| Supplied entries |
begin

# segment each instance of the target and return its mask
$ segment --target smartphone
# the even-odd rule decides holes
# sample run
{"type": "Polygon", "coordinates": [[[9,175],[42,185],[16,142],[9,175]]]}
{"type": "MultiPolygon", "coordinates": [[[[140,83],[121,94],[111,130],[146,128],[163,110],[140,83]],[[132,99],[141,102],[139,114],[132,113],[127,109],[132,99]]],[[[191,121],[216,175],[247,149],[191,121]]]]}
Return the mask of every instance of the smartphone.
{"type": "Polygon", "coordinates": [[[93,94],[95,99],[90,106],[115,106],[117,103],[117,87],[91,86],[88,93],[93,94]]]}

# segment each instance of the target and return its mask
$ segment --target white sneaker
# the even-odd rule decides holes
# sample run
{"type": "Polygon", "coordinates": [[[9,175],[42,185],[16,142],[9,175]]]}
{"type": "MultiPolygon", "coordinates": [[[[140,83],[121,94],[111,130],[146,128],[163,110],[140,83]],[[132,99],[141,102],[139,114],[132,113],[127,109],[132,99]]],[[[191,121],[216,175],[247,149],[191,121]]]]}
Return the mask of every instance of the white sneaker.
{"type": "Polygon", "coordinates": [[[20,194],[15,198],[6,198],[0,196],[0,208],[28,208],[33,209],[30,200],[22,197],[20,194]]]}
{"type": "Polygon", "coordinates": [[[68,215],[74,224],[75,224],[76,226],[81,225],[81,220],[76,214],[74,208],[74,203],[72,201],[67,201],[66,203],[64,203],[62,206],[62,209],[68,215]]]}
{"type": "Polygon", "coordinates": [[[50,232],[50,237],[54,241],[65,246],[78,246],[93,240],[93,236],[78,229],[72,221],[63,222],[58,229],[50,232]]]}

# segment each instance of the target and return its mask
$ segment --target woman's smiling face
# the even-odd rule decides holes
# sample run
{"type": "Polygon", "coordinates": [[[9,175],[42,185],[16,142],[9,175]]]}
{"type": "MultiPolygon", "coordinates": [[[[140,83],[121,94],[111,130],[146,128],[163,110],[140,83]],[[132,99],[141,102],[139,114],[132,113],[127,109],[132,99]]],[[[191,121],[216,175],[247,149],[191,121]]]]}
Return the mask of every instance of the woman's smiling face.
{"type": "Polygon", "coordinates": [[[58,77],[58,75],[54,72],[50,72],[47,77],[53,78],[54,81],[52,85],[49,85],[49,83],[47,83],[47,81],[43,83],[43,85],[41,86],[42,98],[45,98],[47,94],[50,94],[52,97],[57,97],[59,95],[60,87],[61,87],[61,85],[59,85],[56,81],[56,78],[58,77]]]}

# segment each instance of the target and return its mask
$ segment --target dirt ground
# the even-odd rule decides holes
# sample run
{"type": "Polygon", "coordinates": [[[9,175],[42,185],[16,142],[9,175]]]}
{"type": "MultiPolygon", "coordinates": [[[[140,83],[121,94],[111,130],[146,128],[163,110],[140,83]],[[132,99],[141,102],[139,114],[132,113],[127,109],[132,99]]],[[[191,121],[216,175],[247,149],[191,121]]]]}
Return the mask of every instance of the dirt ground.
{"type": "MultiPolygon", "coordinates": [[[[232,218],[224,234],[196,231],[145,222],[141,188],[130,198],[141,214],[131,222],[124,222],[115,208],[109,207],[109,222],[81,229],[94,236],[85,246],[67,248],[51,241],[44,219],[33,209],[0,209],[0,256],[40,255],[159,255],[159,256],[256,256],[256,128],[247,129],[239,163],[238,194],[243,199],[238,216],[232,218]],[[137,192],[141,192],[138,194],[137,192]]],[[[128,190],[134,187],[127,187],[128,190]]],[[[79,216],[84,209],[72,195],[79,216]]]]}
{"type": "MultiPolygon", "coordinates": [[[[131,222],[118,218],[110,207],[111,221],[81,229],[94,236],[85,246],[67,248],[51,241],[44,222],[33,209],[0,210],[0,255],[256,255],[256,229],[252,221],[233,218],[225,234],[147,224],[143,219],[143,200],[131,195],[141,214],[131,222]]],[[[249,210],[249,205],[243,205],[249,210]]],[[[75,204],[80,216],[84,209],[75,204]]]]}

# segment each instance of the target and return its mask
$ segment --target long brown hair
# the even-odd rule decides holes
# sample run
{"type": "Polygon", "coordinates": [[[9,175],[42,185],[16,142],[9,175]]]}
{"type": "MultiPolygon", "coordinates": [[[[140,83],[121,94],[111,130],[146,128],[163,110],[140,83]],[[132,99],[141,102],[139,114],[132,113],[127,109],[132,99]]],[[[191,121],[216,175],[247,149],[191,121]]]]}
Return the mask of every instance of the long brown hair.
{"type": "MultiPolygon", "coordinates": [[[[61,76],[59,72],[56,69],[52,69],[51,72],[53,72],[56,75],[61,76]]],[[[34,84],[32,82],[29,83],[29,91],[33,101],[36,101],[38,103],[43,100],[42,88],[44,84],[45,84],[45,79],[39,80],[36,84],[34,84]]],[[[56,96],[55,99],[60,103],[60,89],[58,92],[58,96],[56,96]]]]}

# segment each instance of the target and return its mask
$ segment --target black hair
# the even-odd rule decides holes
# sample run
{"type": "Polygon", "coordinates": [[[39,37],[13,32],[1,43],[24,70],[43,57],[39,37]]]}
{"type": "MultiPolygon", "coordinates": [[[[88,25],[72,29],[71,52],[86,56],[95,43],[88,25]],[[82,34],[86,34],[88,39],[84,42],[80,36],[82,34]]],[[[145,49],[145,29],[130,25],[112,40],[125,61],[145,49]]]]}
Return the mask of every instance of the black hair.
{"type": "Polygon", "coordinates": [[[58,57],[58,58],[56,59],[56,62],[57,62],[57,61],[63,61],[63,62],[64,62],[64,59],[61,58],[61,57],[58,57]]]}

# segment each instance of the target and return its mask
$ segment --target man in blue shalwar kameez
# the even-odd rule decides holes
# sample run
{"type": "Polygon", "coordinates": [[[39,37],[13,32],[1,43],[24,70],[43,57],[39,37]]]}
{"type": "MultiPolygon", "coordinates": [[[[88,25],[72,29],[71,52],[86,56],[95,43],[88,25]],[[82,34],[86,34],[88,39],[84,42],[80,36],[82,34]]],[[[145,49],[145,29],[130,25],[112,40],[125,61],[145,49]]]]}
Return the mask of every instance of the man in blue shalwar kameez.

end

| What you are asked to do |
Extract every entry in the listing word for word.

| Final result |
# segment each instance of the target and return its mask
$ segment --target smartphone
# the even-odd rule decides holes
# sample run
{"type": "Polygon", "coordinates": [[[9,175],[42,185],[16,142],[9,175]]]}
{"type": "MultiPolygon", "coordinates": [[[[140,83],[121,94],[111,130],[146,128],[163,110],[140,83]],[[132,99],[141,102],[139,114],[132,113],[127,109],[132,99]]],[[[191,121],[216,175],[247,149],[191,121]]]]}
Return the mask of every instance of the smartphone.
{"type": "Polygon", "coordinates": [[[93,94],[95,99],[90,106],[115,106],[117,103],[117,87],[91,86],[88,93],[93,94]]]}

# segment each instance of the target and return its mask
$ segment --target white sneaker
# the even-odd rule decides holes
# sample run
{"type": "Polygon", "coordinates": [[[9,175],[42,185],[16,142],[9,175]]]}
{"type": "MultiPolygon", "coordinates": [[[[140,83],[121,94],[111,130],[146,128],[163,110],[140,83]],[[132,99],[141,102],[139,114],[132,113],[127,109],[132,99]]],[[[191,121],[216,175],[247,149],[191,121]]]]}
Return the mask of every instance of the white sneaker.
{"type": "Polygon", "coordinates": [[[20,194],[15,198],[6,198],[0,196],[0,208],[28,208],[33,209],[30,200],[22,197],[20,194]]]}
{"type": "Polygon", "coordinates": [[[68,215],[74,224],[75,224],[76,226],[81,225],[81,220],[76,214],[74,208],[74,203],[72,201],[67,201],[66,203],[64,203],[62,206],[62,209],[68,215]]]}
{"type": "Polygon", "coordinates": [[[50,232],[50,237],[54,241],[65,246],[78,246],[93,240],[93,236],[78,229],[72,221],[63,222],[58,229],[50,232]]]}

# segment each instance of the target and return its mask
$ segment --target woman's smiling face
# the even-odd rule decides holes
# sample run
{"type": "Polygon", "coordinates": [[[9,175],[42,185],[16,142],[9,175]]]}
{"type": "MultiPolygon", "coordinates": [[[[140,83],[121,94],[111,130],[146,128],[163,110],[140,83]],[[132,99],[141,102],[139,114],[132,113],[127,109],[132,99]]],[[[191,121],[216,175],[247,149],[191,121]]]]}
Return the mask of every instance of the woman's smiling face.
{"type": "Polygon", "coordinates": [[[58,77],[58,75],[54,72],[50,72],[47,77],[53,78],[54,81],[52,85],[49,85],[49,83],[47,83],[47,81],[43,83],[43,85],[41,86],[42,98],[45,98],[47,94],[50,94],[52,97],[57,97],[59,95],[60,87],[61,87],[61,85],[59,85],[56,81],[56,78],[58,77]]]}

# segment each instance of the target and return its mask
$ segment --target dirt ground
# the even-odd rule decides holes
# sample run
{"type": "Polygon", "coordinates": [[[9,175],[42,185],[16,142],[9,175]]]}
{"type": "MultiPolygon", "coordinates": [[[[140,83],[121,94],[111,130],[146,128],[163,110],[140,83]],[[132,99],[141,102],[139,114],[132,113],[127,109],[132,99]]],[[[191,121],[216,175],[247,149],[191,121]]]]}
Return the mask of every instance of the dirt ground.
{"type": "MultiPolygon", "coordinates": [[[[232,218],[224,234],[196,231],[145,222],[141,188],[130,198],[141,214],[131,222],[124,222],[115,208],[109,207],[109,222],[81,229],[94,236],[85,246],[67,248],[51,241],[44,219],[33,209],[0,209],[0,256],[40,255],[159,255],[159,256],[256,256],[256,128],[247,129],[239,163],[238,194],[243,199],[238,216],[232,218]],[[137,192],[141,192],[138,194],[137,192]]],[[[128,190],[134,187],[127,187],[128,190]]],[[[79,216],[84,209],[72,195],[79,216]]]]}
{"type": "MultiPolygon", "coordinates": [[[[131,222],[118,218],[110,207],[111,221],[81,229],[94,236],[85,246],[67,248],[51,241],[44,222],[33,209],[0,210],[0,255],[256,255],[256,229],[252,221],[233,218],[225,234],[147,224],[143,219],[143,200],[131,195],[141,214],[131,222]]],[[[249,210],[249,205],[243,205],[249,210]]],[[[75,204],[80,216],[84,209],[75,204]]]]}

# segment each instance of the target and return its mask
$ segment --target long brown hair
# the even-odd rule decides holes
# sample run
{"type": "Polygon", "coordinates": [[[9,175],[42,185],[16,142],[9,175]]]}
{"type": "MultiPolygon", "coordinates": [[[[140,83],[121,94],[111,130],[146,128],[163,110],[140,83]],[[132,99],[141,102],[139,114],[132,113],[127,109],[132,99]]],[[[191,121],[216,175],[247,149],[191,121]]]]}
Return the mask of every instance of the long brown hair.
{"type": "MultiPolygon", "coordinates": [[[[61,76],[59,72],[56,69],[52,69],[51,72],[53,72],[56,75],[61,76]]],[[[34,84],[32,82],[29,83],[29,91],[33,101],[36,101],[38,103],[43,100],[42,88],[44,84],[45,84],[45,79],[39,80],[36,84],[34,84]]],[[[56,96],[55,99],[60,103],[60,89],[58,92],[58,96],[56,96]]]]}

# segment each instance of the target and return its mask
$ segment --target black hair
# the even-odd rule decides holes
# sample run
{"type": "Polygon", "coordinates": [[[39,37],[13,32],[1,43],[24,70],[43,57],[39,37]]]}
{"type": "MultiPolygon", "coordinates": [[[[88,25],[72,29],[71,52],[86,56],[95,43],[88,25]],[[82,34],[86,34],[88,39],[84,42],[80,36],[82,34]]],[[[145,49],[145,29],[130,25],[112,40],[125,61],[145,49]]]]}
Return the mask of every instance of the black hair.
{"type": "Polygon", "coordinates": [[[58,57],[58,58],[56,59],[56,62],[57,62],[57,61],[63,61],[63,62],[64,62],[64,59],[61,58],[61,57],[58,57]]]}

# segment each instance of the target and return its mask
$ segment --target man in blue shalwar kameez
# the even-odd rule decides holes
# sample run
{"type": "Polygon", "coordinates": [[[39,37],[13,32],[1,43],[24,70],[43,57],[39,37]]]}
{"type": "MultiPolygon", "coordinates": [[[[88,25],[72,29],[71,52],[86,56],[95,43],[88,25]],[[82,34],[86,34],[88,39],[84,42],[80,36],[82,34]]],[[[145,49],[145,29],[130,25],[112,40],[125,61],[145,49]]]]}
Return the mask of every instance of the man in blue shalwar kameez.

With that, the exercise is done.